## Working data
============================================================
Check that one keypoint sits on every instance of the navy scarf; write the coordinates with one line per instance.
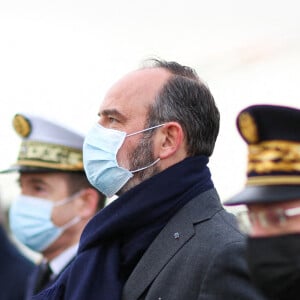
(116, 238)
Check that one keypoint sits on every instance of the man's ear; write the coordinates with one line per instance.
(89, 203)
(171, 139)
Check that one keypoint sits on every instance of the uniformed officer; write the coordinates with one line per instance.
(56, 199)
(272, 196)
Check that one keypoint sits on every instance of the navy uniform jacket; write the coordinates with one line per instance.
(199, 255)
(15, 269)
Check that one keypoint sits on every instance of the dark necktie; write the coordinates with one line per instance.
(42, 277)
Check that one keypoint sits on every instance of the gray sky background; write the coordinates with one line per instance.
(58, 57)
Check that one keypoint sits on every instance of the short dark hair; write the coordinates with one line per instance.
(78, 181)
(187, 100)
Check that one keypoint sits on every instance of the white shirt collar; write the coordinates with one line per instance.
(60, 262)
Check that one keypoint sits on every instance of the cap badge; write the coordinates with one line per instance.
(21, 125)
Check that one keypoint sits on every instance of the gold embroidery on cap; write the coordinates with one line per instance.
(274, 156)
(21, 125)
(247, 127)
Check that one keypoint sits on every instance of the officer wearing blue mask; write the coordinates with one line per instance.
(272, 198)
(56, 200)
(167, 235)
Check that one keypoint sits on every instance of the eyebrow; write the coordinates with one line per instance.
(112, 112)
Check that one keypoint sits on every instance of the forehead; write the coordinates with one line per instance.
(53, 177)
(133, 93)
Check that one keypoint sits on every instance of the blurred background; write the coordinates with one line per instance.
(58, 57)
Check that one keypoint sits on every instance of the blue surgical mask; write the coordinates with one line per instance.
(30, 221)
(100, 149)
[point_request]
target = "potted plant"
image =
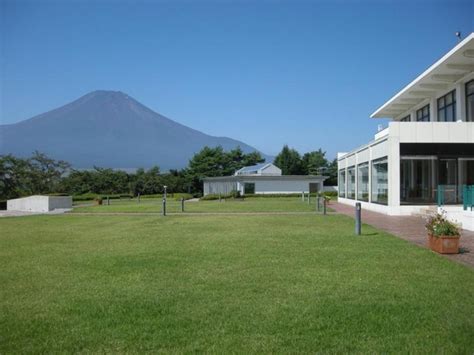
============================================================
## Exercise brief
Would you return the data exactly as written, without the pictures?

## Task solution
Check that one keypoint sits on every instance of the navy scarf; write the coordinates with one line per instance.
(116, 238)
Check that one keypoint sits on every instance of the man's ear; write the coordinates with one line per instance.
(89, 203)
(171, 139)
Check that one keypoint sits on every instance of the uniformed officer; write the coordinates with one line per instance.
(56, 199)
(272, 196)
Check that one keypoint sits on every instance of the navy uniform jacket; write the coordinates with one line per instance.
(199, 255)
(15, 269)
Check that one keypoint sits on every instance of the dark necktie; write the coordinates with one line per instance.
(42, 277)
Check that one keypoint sits on every instance of the gray sky background; write the coordinates with one line per instance.
(58, 57)
Check that one keypoint sits on every instance of the short dark hair; write the coordinates with one line per instance.
(78, 181)
(187, 100)
Check that one keypoint sits on every instance of the white shirt collar; write the coordinates with one line per instance.
(60, 262)
Check that one keypoint sits on every instance of the cap badge; write the coordinates with one line per instance.
(21, 125)
Check that one keypoint sits on every instance of the gold embroidery on cap; write the coordinates with one line per instance.
(274, 156)
(21, 125)
(247, 127)
Check that one keypoint sits on every instance of the officer wearing blue mask; write the coordinates with one line per instance.
(272, 198)
(56, 200)
(167, 235)
Check that one keypoint sits on every instance of the eyebrow; write the coordinates with one line per instance.
(112, 112)
Check that one keypoint sits on every instance of the forehead; write the coordinates with one line per instance.
(53, 177)
(133, 93)
Check that one keypoint sits on every instance of the blurred background; write the coordinates with one line per instance.
(58, 57)
Check that one keypoint sits on every instance of the blue surgical mask; write the coordinates with one line per instance.
(30, 221)
(100, 149)
[point_request]
target = "potted plant"
image =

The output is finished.